##### Dataset content

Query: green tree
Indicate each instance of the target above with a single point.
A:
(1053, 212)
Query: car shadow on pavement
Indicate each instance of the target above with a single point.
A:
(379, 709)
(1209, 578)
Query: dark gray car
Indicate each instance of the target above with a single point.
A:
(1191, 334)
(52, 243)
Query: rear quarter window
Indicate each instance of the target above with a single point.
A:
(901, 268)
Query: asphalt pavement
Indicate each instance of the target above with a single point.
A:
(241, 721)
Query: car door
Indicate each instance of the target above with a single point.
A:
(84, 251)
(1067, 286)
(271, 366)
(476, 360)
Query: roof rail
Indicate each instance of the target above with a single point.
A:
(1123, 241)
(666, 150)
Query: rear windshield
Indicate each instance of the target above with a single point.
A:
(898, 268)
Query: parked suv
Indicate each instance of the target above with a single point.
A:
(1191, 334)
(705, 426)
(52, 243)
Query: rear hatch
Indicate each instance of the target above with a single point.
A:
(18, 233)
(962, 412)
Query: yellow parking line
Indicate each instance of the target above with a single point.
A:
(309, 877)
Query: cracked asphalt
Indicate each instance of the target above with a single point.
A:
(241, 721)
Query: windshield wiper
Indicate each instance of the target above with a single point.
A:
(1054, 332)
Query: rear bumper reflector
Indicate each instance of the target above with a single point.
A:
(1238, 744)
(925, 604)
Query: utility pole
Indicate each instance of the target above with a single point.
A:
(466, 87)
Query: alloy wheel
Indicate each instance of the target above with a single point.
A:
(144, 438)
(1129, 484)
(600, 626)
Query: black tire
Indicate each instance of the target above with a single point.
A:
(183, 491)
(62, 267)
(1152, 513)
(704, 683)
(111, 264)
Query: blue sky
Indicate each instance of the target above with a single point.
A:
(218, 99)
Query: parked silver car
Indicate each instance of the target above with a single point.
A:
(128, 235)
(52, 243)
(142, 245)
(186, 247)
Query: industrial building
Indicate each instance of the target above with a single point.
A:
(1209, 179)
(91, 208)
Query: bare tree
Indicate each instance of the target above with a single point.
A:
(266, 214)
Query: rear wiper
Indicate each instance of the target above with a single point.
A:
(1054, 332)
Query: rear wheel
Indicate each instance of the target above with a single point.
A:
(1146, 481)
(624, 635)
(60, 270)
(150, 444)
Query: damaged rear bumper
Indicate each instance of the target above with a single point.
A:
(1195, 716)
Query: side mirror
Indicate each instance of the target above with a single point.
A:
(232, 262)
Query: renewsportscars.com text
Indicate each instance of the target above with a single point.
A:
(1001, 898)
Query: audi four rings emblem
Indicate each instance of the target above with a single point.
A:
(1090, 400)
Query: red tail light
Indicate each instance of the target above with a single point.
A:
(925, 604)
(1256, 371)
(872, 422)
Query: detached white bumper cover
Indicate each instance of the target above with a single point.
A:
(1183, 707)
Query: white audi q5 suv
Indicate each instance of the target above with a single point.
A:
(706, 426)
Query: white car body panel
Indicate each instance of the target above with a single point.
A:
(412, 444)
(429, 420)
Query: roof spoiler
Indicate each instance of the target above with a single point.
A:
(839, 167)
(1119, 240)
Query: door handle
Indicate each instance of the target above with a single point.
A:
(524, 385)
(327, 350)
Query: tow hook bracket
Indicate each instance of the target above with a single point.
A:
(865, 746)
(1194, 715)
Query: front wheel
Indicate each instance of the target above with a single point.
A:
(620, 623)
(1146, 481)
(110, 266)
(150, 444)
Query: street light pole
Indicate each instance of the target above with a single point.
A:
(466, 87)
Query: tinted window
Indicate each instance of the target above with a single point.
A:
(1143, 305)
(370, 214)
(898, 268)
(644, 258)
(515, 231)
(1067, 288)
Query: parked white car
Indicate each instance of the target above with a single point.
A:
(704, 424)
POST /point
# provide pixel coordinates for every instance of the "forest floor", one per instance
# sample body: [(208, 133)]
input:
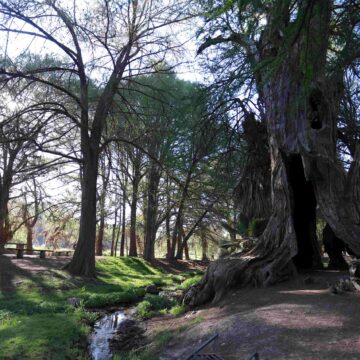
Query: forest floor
[(36, 319), (292, 320), (297, 319)]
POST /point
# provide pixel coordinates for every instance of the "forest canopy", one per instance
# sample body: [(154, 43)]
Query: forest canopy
[(107, 148)]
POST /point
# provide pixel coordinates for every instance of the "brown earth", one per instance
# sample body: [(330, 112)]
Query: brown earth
[(292, 320)]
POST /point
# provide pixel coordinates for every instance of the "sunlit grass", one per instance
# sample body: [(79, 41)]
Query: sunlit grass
[(36, 322)]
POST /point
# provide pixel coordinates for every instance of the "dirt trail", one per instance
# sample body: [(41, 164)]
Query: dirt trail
[(292, 320)]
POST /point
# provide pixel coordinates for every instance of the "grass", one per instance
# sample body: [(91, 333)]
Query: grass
[(37, 323), (160, 340), (194, 280), (153, 305)]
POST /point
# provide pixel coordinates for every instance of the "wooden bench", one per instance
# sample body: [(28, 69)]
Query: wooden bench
[(21, 248), (42, 252), (64, 252), (208, 356)]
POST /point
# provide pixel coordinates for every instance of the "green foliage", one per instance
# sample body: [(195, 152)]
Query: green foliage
[(190, 282), (152, 305), (177, 310), (36, 321), (113, 298)]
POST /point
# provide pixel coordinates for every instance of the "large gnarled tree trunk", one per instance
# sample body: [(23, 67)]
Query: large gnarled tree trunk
[(301, 115)]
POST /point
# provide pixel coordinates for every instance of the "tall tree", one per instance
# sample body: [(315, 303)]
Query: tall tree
[(109, 36), (297, 53)]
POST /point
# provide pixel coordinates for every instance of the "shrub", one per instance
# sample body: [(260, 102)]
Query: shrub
[(190, 282), (177, 310), (152, 305)]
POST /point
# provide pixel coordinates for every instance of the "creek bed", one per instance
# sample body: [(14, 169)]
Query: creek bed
[(104, 329)]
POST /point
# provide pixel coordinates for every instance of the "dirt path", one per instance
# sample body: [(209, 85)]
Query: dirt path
[(292, 320), (12, 268)]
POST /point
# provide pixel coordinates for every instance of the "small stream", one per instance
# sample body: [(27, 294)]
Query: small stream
[(104, 330)]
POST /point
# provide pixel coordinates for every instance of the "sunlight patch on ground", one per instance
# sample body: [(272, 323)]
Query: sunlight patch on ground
[(293, 316)]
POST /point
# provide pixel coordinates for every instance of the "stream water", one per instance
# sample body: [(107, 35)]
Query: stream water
[(104, 329)]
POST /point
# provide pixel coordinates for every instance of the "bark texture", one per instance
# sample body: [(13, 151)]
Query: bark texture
[(301, 115)]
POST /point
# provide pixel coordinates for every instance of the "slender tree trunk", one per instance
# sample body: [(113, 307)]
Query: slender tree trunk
[(168, 237), (100, 236), (177, 226), (151, 213), (301, 119), (133, 208), (4, 228), (123, 228), (186, 251), (204, 245), (83, 261), (29, 239), (113, 235)]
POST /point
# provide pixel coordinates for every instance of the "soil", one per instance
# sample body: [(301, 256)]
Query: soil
[(300, 319), (11, 268)]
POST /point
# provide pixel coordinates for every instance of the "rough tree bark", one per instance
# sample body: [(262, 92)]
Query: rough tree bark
[(151, 212), (301, 115)]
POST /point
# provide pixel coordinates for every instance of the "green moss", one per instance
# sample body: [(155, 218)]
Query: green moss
[(190, 282), (177, 310), (36, 321), (152, 305)]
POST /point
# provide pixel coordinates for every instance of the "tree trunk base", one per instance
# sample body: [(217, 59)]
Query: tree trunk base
[(226, 274)]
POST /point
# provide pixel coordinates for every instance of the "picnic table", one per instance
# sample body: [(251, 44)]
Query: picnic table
[(20, 248)]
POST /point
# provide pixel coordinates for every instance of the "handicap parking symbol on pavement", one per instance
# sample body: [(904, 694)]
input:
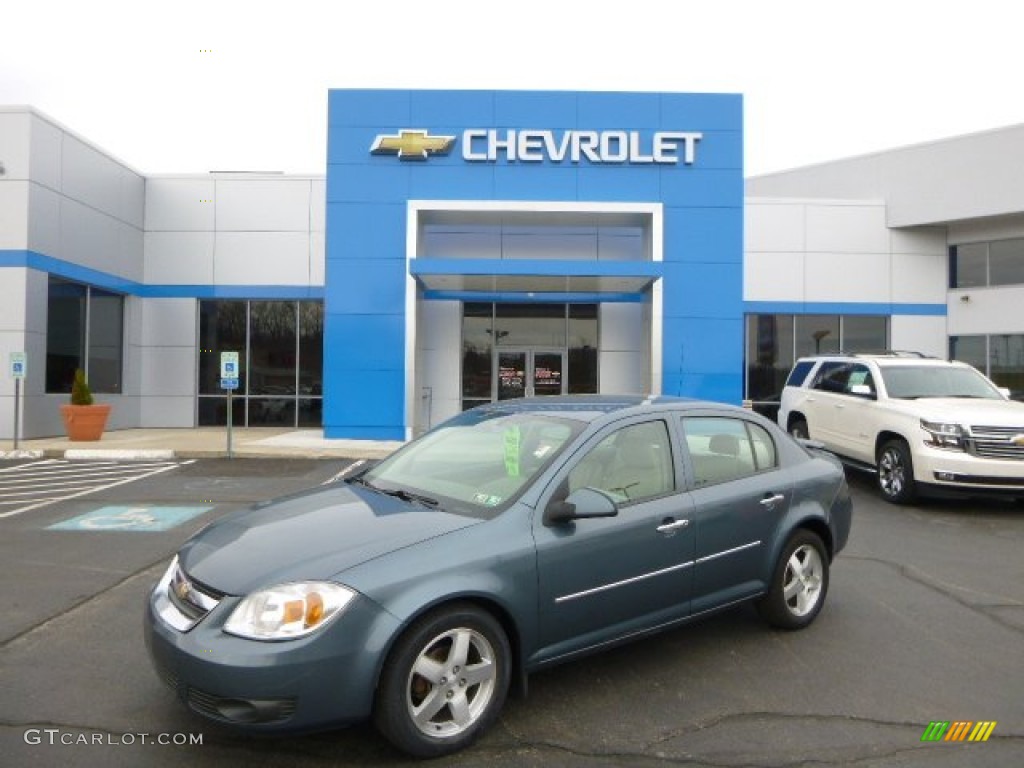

##########

* What needs to be done *
Transcribe all the lines above word for word, leaving out the pictures.

* Task solution *
Query: green tree
Indicate each instance of the target above with a single point.
A:
(1053, 212)
Query: car shadow on pavement
Indicate each instance of the target above with a single point.
A:
(379, 709)
(1209, 578)
Query: dark gray car
Indicate each instance of the target above with a single point.
A:
(1191, 334)
(52, 243)
Query: rear quarter window
Indicate each instance of the target above with a single point.
A:
(901, 268)
Query: asphalt pavement
Indicate each instance of the target above with a single point.
A:
(241, 721)
Query: car door
Indicate each instance of the target above with a single point.
A:
(84, 251)
(1067, 286)
(271, 366)
(476, 360)
Query: roof rail
Indicate each instance of the target above with a single point.
A:
(1123, 241)
(666, 150)
Query: rear windshield
Indicate each instance of the target above with a single point.
A:
(898, 268)
Query: parked suv
Indicate each instance of the target above with a single point.
A:
(1191, 334)
(705, 426)
(52, 243)
Query: rear hatch
Indicate each instance of the target above with a single point.
A:
(18, 233)
(962, 412)
Query: yellow parking line
Indicate each instance of the target above with a single point.
A:
(309, 877)
Query: cracked asphalt
Indicate each instance of the target above with a single point.
A:
(241, 721)
Query: windshield wiper
Indicate each instance of the target above with a single point.
A:
(1054, 332)
Query: rear bumper reflector
Indicate each instance of the target above with a single point.
A:
(1238, 744)
(925, 604)
Query: utility pole
Indicate each instance of the target above with a single point.
A:
(466, 87)
Query: alloy wheel
Indicate each instance of the target above with a single point.
A:
(144, 438)
(1129, 484)
(600, 626)
Query: black tire
Indicate each instance of the target above with a single point.
A:
(183, 491)
(62, 267)
(1152, 513)
(704, 683)
(111, 264)
Query: blue sky
Indicate each instance of the target above with a single point.
A:
(218, 99)
Query: parked silver car
Indicate each instance of the target above with a single point.
A:
(128, 235)
(52, 243)
(142, 245)
(186, 247)
Query: industrial building
Indicate each instance of the target above with a single point.
A:
(1209, 179)
(91, 208)
Query: bare tree
Indicate each instance of the target above with a single point.
A:
(266, 214)
Query: rear wiper
Indicate each instance of the target above with a single point.
A:
(1054, 332)
Query: rear wheel
Indicate each instance of the target above with a single point.
A:
(1146, 481)
(624, 635)
(60, 270)
(150, 444)
Query: damaged rear bumper
Indicate each instance of the target above with a single point.
A:
(1195, 716)
Query: side mirror
Indicate each instance of the target above with a single point.
A:
(232, 262)
Query: renewsportscars.com text
Indicate each instance of the target above with a single point.
A:
(1001, 898)
Query: audi four rings emblem
Indicate each instance of the target above with a single point.
A:
(1090, 400)
Query: red tail light
Indicate each instance of the target above with a single point.
A:
(925, 604)
(1256, 371)
(872, 422)
Query: detached white bumper cover
Indicate each instance of the target above with a single point.
A:
(1183, 707)
Query: white audi q5 suv
Indicate each instance of the target above with a single point.
A:
(706, 426)
Query: white car body panel
Indicate each instance of the target above with a single point.
A:
(412, 444)
(429, 420)
Query: roof spoiler
Indicate each instance of the target above with a single point.
A:
(839, 167)
(1119, 240)
Query: door handle
Indicate each instance of the target above with a single point.
A:
(524, 385)
(327, 350)
Query: tow hook bracket
Indicate each instance of the target above with a single point.
A:
(865, 746)
(1194, 715)
Query: front wheel
Indicate each instance of the target above with a single point.
A:
(620, 623)
(1146, 481)
(110, 266)
(150, 444)
Query: street light pole
Indicate each instance of the target above with a single point.
A:
(466, 87)
Query: tinted window
Indicate each instance of the target above with a single point.
A:
(1143, 305)
(370, 214)
(898, 268)
(644, 258)
(515, 231)
(1067, 288)
Query: parked white car
Indicate each instance of the target above with a single point.
A:
(704, 424)
POST /point
# provide pixel coordinates for every instance of the "forest floor", one per instance
# sample body: [(208, 133)]
input:
Query: forest floor
[(36, 319), (292, 320), (297, 319)]
POST /point
# provide pixel coordinates for every instance of the "forest canopy", one per instance
# sample body: [(154, 43)]
Query: forest canopy
[(107, 148)]
POST /point
# provide pixel coordinates for every instance of the "brown earth", one per instance
# sample body: [(330, 112)]
Query: brown earth
[(292, 320)]
POST /point
# provide pixel coordinates for every instance of the "sunlit grass", one per instance
# sample body: [(79, 41)]
Query: sunlit grass
[(36, 322)]
POST /point
# provide pixel coordinates for every instance of the "dirt trail", one per instance
# sample body: [(41, 164)]
Query: dirt trail
[(292, 320)]
POST /point
# provide pixel coordinates for every instance of the "grass", one per instance
# sample body: [(91, 333)]
Query: grass
[(37, 323), (160, 340), (194, 280), (153, 305)]
POST /point
# provide pixel coordinates for every instance of the "wooden bench", one per instance
# sample body: [(28, 69)]
Query: wooden bench
[(21, 248), (42, 252), (64, 252), (208, 356)]
POST /point
# provide pixel coordinates for every instance of the "green foliage", one per instance
# sample body: [(195, 152)]
Query: green foliage
[(190, 282), (152, 305), (177, 310), (36, 321), (113, 298)]
POST /point
# provide pixel coordinates for every instance of the "large gnarled tree trunk", one per instance
# sample body: [(23, 67)]
Query: large gnarled tree trunk
[(301, 115)]
POST /point
# provide pixel coordinates for every instance of the "tall tree", one per instance
# sample body: [(315, 303)]
Query: tall tree
[(109, 36), (297, 53)]
POST /point
# provide pixel coordinates for every instance of the "shrub", one per instance
# sample body: [(260, 102)]
Query: shrub
[(190, 282), (177, 310), (152, 305)]
POST /point
# provide pixel coordinates for every instance of the "creek bed", one per instance
# sample body: [(14, 169)]
Query: creek bed
[(104, 329)]
POST /point
# provide pixel coordinates for every instance of the "dirt path", one per instance
# sample body: [(209, 85)]
Query: dirt path
[(292, 320), (12, 268)]
POST /point
# provide pixel coordinates for every instance of the "small stream", one per instance
# sample body: [(27, 294)]
Query: small stream
[(104, 330)]
POST /point
# provide pixel coordinates for every instance of the "sunlight patch on ground", one per instance
# sample body: [(272, 323)]
Query: sunlight patch on ground
[(293, 316)]
POST /point
# provide pixel coordinates for every instance of the "stream water", one per instance
# sample body: [(107, 35)]
Query: stream water
[(104, 329)]
POST /point
# provide pixel coordinates for every instance of the "bark texture", one per instance
# sample body: [(13, 151)]
Query: bark texture
[(301, 115)]
POST /point
# provide pixel coordinates for every instance of the "slender tree trunk", one per instance
# sample body: [(113, 307)]
Query: slender tree trunk
[(168, 237), (100, 236), (177, 226), (151, 213), (301, 119), (133, 208), (4, 228), (123, 228), (186, 251), (204, 245), (83, 261), (29, 239), (113, 235)]
POST /point
# provide pixel coordinates for every instance of the "soil", one per instance
# sample body: [(301, 256)]
Query: soil
[(300, 319), (11, 268)]
POST /point
# provide pixel coordinates for every instance of the "rough tree bark", one per instance
# sample body: [(262, 92)]
Query: rough tree bark
[(151, 212), (301, 115)]
POST /point
# provide pixel coordinates for every instance of the "green moss", one per instance
# sample body: [(155, 218)]
Query: green moss
[(190, 282), (177, 310), (36, 321), (152, 305)]
POST /point
# provide pixel coordinates for every instance of the "tree trunk base", one per instance
# sample body: [(217, 59)]
Query: tree trunk base
[(226, 274)]
POST /point
# provide pixel coordinates for every instance of the "picnic table", one per instance
# sample body: [(251, 44)]
Query: picnic table
[(20, 248)]
POST /point
# provide pixel coordinates for every instance of the "handicap parking symbol on pavement", one per instance
# sample body: [(904, 694)]
input:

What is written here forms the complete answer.